Bouddhisme et don d'organes




     Le don d'organes suscite souvent des interrogations en matière de bioéthique : l'idéal du médecin de sauver des vies se heurte parfois au respect que les religions demandent d'avoir par rapport au corps du défunt. Mais qu'en est-il de la position de la philosophie bouddhiste ? Est-ce un bien? Est-ce un mal ? Que faut-il en penser à l'aune des enseignements du Bouddha ? Je commencerai tout de suite par dire que je ne prétends pas ici parler au nom de tous les bouddhistes, j'essaye ici de produire une réflexion pertinente tant vis-à-vis du problème éthique ici posé que des différentes approches de la mort qui peuvent exister dans le bouddhisme. Cette réflexion qui est mienne peut converger ou diverger d'autres penseurs bouddhistes ou d'approches culturelles qui peuvent exister dans les différents pays bouddhistes comme la Thaïlande, la Chine, le Japon ou le Tibet.

  Les enseignements originels du Bouddha parlent fréquemment de la mort, mais se concentre plutôt sur notre peur et notre appréhension de la mort. Pour trouver la sérénité, nous dit le Bouddha, on ne peut pas se détourner de cette réalité qu'est la mort qui tôt ou tard nous frappera et engloutira notre être. L'idée est de méditer sur l'impermanence et la mort pour que nous nous détachions de ce qui nous occupe dans cette vie. De ce détachement peuvent naître la sérénité et la béatitude. L'idéal bouddhiste est de pouvoir mourir sans peur, ni attachement à cette vie, de manière sereine et apaisée.


      Qu'y a-t-il après la mort ? Le bouddhisme se situe dans la conception qui était dominante à l'époque dans l'Inde ancienne et qui pense qu'on transite d'une vie à l'autre, que cette vie soit humaine ou animale. Le terme le plus souvent utilisé est réincarnation, mais, dans le contexte bouddhiste, il est un peu impropre. Le mot « réincarnation » suggère qu'une âme éternelle rentre à nouveau (-ré) dans (-in) la chair (-carne) : l'âme sauterait d'une vie à l'autre, d'un corps à un autre. Il serait plus correct concernant le bouddhisme de parler de renaissance ou de transmigration : le bouddhisme ne reconnaît pas d'âme éternelle, tout dans notre être, que ce soit le corps ou le mental, se transforme d'instant en instant, un peu comme le flux d'un fleuve qui fait que le fleuve n'est jamais identique à lui-même deux instants consécutifs, mais reste tout de même le fleuve.

────────────────

■ Consigne 1
Pourriez-vous transcrire à l'identique le passage du document sur le bouddhisme et le don d'organes qui commence aux mots « Qu'y a-t-il après » et s'arrête après « même le fleuve. » ?
Le document et les enregistrements constituent deux matériaux indépendants l'un de l'autre.

────────────────

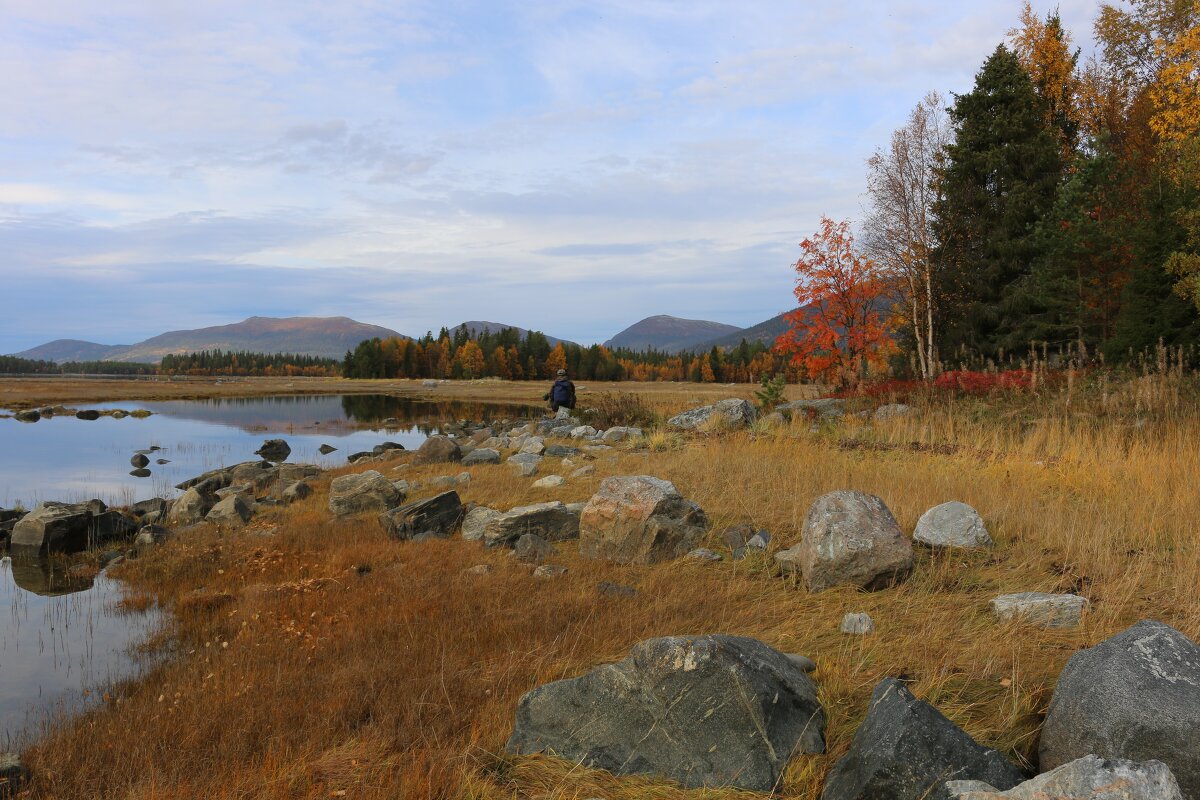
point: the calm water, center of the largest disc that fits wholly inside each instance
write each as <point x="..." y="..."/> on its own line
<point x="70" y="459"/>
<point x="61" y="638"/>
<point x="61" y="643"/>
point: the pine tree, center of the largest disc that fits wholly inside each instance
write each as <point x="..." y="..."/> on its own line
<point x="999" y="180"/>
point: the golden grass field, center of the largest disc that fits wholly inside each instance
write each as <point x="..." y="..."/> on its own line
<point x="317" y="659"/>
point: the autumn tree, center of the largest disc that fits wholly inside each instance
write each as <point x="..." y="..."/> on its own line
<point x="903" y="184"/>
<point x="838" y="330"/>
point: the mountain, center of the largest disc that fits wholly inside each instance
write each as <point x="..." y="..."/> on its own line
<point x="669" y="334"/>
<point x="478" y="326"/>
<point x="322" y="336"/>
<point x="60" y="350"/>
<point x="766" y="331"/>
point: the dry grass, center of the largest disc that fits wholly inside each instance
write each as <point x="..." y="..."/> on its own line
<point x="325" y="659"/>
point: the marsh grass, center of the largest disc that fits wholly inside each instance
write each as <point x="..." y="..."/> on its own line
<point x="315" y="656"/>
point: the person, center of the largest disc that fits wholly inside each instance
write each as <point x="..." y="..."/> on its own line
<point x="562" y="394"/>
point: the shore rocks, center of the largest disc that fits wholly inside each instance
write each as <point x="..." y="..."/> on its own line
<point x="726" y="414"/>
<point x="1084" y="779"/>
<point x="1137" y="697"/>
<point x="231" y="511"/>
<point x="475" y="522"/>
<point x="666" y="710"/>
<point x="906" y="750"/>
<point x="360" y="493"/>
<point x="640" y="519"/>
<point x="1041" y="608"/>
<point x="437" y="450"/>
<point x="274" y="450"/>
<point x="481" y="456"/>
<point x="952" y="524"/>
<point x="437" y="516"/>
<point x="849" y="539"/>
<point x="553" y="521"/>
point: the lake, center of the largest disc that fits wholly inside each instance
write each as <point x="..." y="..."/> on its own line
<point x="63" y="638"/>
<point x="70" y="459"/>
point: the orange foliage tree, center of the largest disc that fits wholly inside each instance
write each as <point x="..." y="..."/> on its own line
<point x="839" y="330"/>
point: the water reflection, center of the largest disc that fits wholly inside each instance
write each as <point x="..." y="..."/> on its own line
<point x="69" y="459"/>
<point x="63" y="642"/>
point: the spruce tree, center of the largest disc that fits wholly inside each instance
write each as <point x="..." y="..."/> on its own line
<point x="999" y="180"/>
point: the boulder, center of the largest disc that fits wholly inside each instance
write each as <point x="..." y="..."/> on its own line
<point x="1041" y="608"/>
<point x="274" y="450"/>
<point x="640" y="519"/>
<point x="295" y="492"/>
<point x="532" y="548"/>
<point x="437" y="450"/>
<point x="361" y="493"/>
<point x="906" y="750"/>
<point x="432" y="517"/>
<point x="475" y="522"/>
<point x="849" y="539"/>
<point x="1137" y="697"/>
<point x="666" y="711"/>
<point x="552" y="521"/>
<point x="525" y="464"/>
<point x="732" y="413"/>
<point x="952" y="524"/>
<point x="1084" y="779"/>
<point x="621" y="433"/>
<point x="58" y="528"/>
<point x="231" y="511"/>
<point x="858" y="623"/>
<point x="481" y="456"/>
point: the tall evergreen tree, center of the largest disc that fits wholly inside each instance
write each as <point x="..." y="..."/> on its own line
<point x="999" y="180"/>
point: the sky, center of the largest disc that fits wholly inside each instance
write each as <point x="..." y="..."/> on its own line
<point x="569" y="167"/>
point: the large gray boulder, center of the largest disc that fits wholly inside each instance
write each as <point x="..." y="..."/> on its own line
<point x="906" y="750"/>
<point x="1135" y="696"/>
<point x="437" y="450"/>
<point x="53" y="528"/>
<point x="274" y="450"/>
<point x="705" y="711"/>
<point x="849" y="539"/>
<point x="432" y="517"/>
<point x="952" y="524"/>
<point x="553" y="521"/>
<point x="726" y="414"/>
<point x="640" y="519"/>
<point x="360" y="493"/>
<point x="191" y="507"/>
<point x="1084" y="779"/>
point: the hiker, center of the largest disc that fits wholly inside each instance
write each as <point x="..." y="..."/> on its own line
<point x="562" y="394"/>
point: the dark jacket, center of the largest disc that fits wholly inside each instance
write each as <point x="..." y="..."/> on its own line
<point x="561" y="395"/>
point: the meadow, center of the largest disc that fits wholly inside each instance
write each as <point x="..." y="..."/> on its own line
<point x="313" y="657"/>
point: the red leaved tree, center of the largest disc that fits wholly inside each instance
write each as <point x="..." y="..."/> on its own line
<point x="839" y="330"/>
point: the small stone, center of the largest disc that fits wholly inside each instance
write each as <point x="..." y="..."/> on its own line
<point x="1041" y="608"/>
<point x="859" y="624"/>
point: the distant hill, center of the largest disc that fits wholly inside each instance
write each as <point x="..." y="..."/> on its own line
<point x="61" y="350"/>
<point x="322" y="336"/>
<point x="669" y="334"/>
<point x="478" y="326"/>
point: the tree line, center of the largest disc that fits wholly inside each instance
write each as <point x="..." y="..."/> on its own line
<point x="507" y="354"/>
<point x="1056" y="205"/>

────────────────

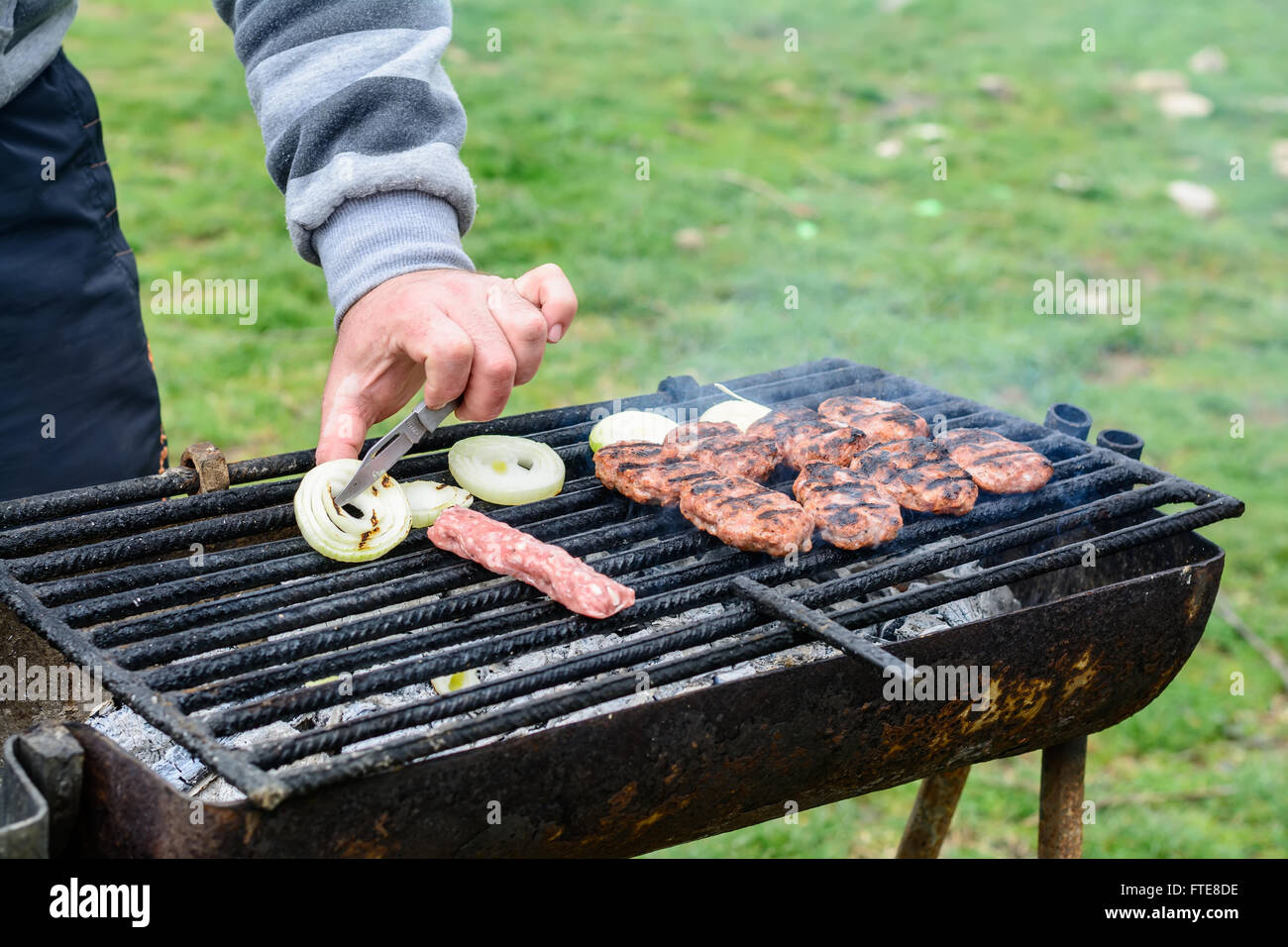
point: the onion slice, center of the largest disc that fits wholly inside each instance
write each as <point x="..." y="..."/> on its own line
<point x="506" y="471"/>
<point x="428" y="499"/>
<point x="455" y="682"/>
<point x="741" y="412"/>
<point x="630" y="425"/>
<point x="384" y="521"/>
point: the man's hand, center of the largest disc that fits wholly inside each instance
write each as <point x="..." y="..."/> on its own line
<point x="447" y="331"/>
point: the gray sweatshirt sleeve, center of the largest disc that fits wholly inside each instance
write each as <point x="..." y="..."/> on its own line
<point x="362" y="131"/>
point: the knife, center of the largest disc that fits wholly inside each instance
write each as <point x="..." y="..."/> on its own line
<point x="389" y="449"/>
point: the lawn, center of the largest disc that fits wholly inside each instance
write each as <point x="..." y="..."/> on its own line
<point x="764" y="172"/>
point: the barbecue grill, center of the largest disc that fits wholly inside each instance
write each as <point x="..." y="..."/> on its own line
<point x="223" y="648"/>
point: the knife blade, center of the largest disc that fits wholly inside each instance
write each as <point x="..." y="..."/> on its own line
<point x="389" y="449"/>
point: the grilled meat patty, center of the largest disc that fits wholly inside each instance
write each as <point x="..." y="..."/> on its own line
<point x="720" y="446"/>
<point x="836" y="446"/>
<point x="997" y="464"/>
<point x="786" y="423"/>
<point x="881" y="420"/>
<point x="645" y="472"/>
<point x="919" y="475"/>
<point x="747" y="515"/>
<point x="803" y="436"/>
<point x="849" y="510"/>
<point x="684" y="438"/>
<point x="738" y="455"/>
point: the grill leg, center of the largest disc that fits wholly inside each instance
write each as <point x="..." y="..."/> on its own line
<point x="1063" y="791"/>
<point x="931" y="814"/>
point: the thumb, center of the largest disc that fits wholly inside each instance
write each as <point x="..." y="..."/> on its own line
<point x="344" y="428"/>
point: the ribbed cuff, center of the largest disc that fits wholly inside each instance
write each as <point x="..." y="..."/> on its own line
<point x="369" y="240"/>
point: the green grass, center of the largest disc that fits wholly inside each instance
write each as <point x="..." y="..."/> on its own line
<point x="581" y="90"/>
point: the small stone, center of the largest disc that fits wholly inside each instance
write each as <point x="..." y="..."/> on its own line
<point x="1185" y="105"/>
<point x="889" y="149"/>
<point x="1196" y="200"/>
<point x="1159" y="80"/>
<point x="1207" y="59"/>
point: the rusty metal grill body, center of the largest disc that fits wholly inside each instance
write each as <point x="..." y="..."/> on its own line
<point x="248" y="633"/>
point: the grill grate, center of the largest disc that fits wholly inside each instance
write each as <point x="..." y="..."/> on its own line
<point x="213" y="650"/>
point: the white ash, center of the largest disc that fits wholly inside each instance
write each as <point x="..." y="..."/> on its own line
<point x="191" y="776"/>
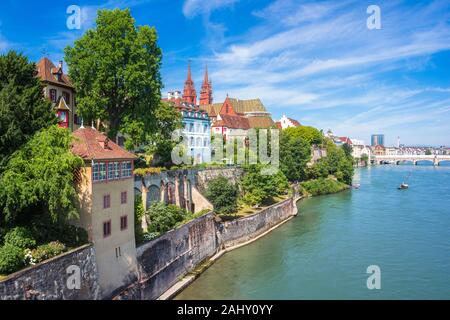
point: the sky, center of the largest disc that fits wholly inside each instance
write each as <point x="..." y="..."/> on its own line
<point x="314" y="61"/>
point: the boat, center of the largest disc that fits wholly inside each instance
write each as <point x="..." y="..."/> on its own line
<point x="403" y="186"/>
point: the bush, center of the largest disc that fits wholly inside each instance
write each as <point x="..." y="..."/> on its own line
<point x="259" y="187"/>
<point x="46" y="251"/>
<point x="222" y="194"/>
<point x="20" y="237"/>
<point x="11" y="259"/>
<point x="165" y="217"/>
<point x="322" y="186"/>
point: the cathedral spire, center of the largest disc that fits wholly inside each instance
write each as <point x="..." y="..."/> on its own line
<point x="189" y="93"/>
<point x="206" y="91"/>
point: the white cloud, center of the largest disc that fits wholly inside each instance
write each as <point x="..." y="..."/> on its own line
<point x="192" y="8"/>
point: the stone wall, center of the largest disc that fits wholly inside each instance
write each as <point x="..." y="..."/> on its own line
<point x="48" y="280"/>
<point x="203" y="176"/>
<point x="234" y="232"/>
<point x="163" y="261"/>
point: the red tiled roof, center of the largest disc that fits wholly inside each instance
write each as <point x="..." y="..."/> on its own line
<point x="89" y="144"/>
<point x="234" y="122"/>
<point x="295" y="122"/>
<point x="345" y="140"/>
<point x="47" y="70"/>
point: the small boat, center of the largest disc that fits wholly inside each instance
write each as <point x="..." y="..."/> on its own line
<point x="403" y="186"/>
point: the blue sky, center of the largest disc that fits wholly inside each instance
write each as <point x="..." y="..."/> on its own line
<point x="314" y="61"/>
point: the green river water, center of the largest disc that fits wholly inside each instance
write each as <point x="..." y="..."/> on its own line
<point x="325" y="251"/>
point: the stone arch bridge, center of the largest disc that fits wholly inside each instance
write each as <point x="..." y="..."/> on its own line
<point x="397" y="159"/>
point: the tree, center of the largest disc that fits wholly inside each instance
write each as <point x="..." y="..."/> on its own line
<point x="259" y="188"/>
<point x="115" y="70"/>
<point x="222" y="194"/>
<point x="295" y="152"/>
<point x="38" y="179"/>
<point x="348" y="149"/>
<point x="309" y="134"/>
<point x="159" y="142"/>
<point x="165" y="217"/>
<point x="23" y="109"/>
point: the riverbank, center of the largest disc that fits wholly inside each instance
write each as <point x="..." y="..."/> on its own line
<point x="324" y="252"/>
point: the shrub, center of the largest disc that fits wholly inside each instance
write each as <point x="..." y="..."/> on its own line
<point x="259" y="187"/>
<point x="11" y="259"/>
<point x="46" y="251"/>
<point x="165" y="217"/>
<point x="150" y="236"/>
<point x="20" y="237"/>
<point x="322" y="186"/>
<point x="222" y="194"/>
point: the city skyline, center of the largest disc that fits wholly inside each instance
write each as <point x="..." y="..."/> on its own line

────────────────

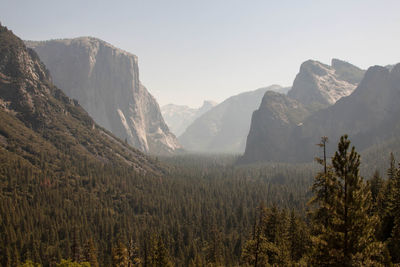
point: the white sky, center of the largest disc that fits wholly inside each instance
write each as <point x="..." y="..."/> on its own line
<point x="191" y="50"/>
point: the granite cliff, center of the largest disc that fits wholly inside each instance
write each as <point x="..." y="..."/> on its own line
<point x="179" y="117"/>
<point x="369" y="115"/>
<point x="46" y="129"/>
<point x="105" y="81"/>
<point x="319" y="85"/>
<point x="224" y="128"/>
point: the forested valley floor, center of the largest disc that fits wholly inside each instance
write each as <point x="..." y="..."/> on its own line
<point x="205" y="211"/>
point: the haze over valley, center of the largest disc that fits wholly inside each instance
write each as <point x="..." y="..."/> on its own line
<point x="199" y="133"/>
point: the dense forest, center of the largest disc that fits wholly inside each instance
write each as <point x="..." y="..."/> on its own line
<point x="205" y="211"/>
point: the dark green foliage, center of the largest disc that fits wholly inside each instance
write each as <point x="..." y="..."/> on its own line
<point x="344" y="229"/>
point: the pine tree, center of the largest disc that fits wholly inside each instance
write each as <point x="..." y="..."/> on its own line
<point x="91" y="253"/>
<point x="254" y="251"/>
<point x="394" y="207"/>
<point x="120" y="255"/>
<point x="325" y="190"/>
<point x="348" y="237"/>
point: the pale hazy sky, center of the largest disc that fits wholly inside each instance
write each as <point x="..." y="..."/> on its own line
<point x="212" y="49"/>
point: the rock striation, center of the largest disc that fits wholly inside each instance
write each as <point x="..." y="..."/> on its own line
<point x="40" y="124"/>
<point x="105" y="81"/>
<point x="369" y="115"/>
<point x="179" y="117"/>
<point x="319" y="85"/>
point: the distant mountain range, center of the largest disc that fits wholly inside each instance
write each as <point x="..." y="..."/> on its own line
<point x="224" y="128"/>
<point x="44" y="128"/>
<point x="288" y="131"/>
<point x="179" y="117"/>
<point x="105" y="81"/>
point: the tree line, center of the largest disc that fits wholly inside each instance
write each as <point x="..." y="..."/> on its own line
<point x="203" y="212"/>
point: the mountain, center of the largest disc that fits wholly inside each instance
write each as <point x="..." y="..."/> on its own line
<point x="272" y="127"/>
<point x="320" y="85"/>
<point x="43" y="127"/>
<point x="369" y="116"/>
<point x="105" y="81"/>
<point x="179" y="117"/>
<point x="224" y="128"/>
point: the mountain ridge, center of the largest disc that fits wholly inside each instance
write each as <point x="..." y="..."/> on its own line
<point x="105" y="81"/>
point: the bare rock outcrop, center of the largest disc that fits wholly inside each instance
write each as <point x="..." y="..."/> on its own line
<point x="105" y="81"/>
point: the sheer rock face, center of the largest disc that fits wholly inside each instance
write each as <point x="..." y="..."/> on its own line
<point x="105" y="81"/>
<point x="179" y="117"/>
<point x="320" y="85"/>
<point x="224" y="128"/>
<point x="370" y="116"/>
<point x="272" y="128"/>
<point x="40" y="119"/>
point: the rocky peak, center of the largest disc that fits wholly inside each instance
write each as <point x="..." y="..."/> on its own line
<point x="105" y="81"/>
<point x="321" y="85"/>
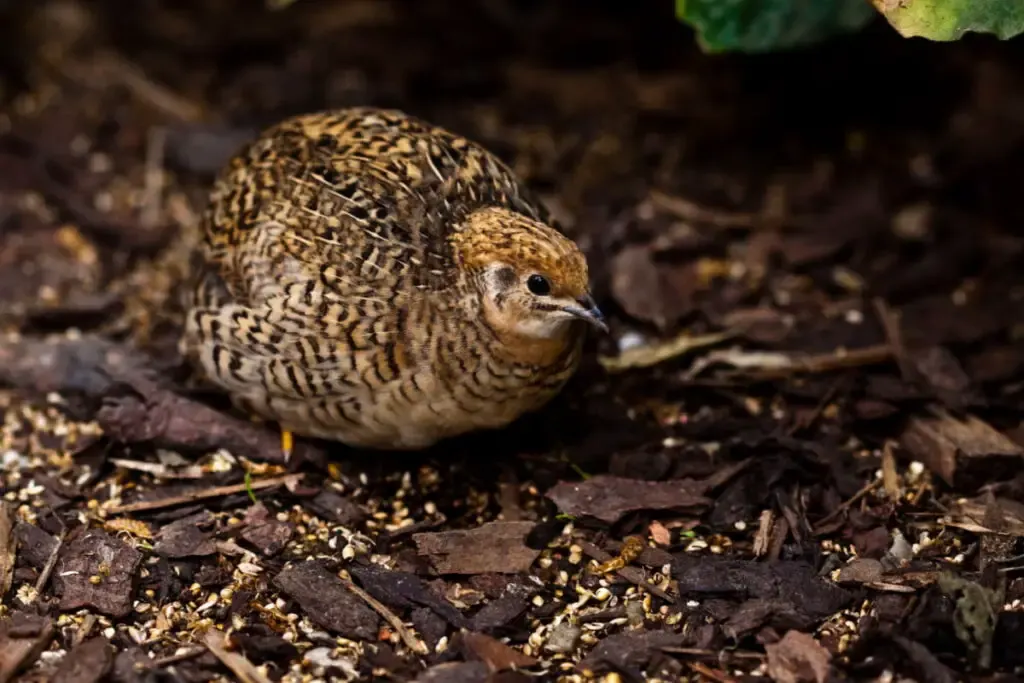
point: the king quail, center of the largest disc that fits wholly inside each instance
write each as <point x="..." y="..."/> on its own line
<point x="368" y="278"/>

────────────────

■ Consigne 2
Rassemblez toutes les lignes des enregistrements qui contiennent la chaîne « white », en tenant compte de la casse.

■ Réponse complète 1
Qu'y a-t-il après la mort ? Le bouddhisme se situe dans la conception qui était dominante à l'époque dans l'Inde ancienne et qui pense qu'on transite d'une vie à l'autre, que cette vie soit humaine ou animale. Le terme le plus souvent utilisé est réincarnation, mais, dans le contexte bouddhiste, il est un peu impropre. Le mot « réincarnation » suggère qu'une âme éternelle rentre à nouveau (-ré) dans (-in) la chair (-carne) : l'âme sauterait d'une vie à l'autre, d'un corps à un autre. Il serait plus correct concernant le bouddhisme de parler de renaissance ou de transmigration : le bouddhisme ne reconnaît pas d'âme éternelle, tout dans notre être, que ce soit le corps ou le mental, se transforme d'instant en instant, un peu comme le flux d'un fleuve qui fait que le fleuve n'est jamais identique à lui-même deux instants consécutifs, mais reste tout de même le fleuve.

■ Réponse complète 2
point: the white ash, center of the largest disc that fits wholly inside each instance
point: the white cloud, center of the largest disc that fits wholly inside each instance
point: the white sky, center of the largest disc that fits wholly inside each instance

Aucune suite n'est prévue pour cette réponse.